Document extract:
• Kirill Smelkov's avatar
    wcfs: client: Provide client package to care about isolation protocol details · 10f7153a
    Kirill Smelkov authored
    This patch follows-up on previous patch, that added server-side part of
    isolation protocol handling, and adds client package that takes care about
    WCFS isolation protocol details and provides to clients simple interface to
    isolated view of bigfile data on WCFS similar to regular files: given a
    particular revision of database @at, it provides synthetic read-only bigfile
    memory mappings with data corresponding to @at state, but using /head/bigfile/*
    most of the time to build and maintain the mappings.
    
    The patch is organized as follows:
    
    - wcfs.h and wcfs.cpp brings in usage documentation, internal overview and the
      main part of the implementation.
    
    - wcfs/client/client_test.py is tests.
    
    - The rest of the changes in wcfs/client/ are to support the implementation and tests.

Supplied material:
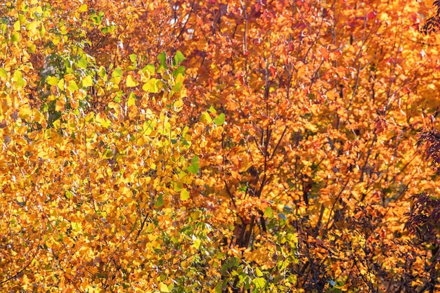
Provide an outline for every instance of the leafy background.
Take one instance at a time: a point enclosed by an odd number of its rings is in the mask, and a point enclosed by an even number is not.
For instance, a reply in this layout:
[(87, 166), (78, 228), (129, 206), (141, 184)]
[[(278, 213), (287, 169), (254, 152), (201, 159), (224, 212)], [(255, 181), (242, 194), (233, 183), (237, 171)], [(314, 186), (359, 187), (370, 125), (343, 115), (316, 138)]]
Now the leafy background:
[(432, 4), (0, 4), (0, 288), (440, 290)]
--
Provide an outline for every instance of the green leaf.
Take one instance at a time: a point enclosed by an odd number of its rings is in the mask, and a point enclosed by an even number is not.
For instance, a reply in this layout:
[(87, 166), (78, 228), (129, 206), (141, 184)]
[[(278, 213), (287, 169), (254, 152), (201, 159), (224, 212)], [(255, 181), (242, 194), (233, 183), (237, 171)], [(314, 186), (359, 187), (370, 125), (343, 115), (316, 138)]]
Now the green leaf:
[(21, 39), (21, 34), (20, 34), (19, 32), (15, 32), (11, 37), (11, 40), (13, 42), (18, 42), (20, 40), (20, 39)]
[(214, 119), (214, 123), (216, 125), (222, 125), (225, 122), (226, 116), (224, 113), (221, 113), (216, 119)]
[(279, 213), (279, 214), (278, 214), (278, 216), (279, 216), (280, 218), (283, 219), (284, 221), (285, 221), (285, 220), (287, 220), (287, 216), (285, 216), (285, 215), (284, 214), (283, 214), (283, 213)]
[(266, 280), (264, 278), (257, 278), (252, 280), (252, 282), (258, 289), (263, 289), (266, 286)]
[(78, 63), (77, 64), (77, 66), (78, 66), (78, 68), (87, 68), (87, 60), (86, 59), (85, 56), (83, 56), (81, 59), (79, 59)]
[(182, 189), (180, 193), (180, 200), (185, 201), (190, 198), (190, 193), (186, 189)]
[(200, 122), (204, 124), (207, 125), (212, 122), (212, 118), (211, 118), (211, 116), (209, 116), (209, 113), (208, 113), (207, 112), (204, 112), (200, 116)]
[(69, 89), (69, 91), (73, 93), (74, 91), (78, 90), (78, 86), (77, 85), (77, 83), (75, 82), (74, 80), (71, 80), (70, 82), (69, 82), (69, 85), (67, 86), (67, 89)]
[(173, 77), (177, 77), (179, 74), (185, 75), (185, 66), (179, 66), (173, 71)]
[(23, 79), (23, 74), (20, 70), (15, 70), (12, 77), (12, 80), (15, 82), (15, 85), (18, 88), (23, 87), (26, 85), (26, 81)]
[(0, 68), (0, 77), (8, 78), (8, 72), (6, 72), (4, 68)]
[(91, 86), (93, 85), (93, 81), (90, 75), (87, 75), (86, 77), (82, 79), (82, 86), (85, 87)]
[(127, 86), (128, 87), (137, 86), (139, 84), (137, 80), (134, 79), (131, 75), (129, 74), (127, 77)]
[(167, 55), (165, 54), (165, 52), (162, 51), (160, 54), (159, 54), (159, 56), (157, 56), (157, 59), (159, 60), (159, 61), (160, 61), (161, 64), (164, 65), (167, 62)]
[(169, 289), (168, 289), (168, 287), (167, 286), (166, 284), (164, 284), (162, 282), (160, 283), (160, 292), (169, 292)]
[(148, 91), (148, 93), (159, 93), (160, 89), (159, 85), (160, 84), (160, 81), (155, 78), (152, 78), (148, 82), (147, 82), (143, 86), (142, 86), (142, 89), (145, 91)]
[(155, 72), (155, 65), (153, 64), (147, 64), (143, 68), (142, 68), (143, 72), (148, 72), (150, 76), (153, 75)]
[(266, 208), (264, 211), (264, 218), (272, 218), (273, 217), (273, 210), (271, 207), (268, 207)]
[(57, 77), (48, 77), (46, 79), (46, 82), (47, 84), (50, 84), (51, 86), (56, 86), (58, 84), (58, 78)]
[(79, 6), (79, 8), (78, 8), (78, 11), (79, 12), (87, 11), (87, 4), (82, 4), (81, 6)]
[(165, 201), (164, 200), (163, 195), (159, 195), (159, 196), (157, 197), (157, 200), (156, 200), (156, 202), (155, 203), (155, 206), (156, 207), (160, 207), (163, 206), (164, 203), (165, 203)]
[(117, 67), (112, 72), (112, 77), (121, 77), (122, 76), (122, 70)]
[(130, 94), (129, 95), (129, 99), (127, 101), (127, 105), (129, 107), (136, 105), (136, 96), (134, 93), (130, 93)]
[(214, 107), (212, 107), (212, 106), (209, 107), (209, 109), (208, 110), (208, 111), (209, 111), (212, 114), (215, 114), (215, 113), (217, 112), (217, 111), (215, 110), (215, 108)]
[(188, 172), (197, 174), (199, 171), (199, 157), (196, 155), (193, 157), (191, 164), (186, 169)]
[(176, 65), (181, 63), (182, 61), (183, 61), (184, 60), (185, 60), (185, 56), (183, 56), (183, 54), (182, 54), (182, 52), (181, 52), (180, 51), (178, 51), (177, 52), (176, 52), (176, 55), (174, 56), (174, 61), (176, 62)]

Written exercise 1: From the commit message above, quote the stretch from "- wcfs.h and" through "implementation and tests.".
Written exercise 2: Using the commit message above, mark each statement yes or no and quote the words that decide it: (a) the client package provides writable bigfile memory mappings; (b) the tests are in wcfs/client/client_test.py; (c) this patch is the one that added the server-side part of isolation protocol handling.

Exercise answer 1:
- wcfs.h and wcfs.cpp brings in usage documentation, internal overview and the
      main part of the implementation.
    
    - wcfs/client/client_test.py is tests.
    
    - The rest of the changes in wcfs/client/ are to support the implementation and tests.

Exercise answer 2:
(a) No: "synthetic read-only bigfile memory mappings"
(b) Yes: "wcfs/client/client_test.py is tests."
(c) No: "This patch follows-up on previous patch, that added server-side part of isolation protocol handling"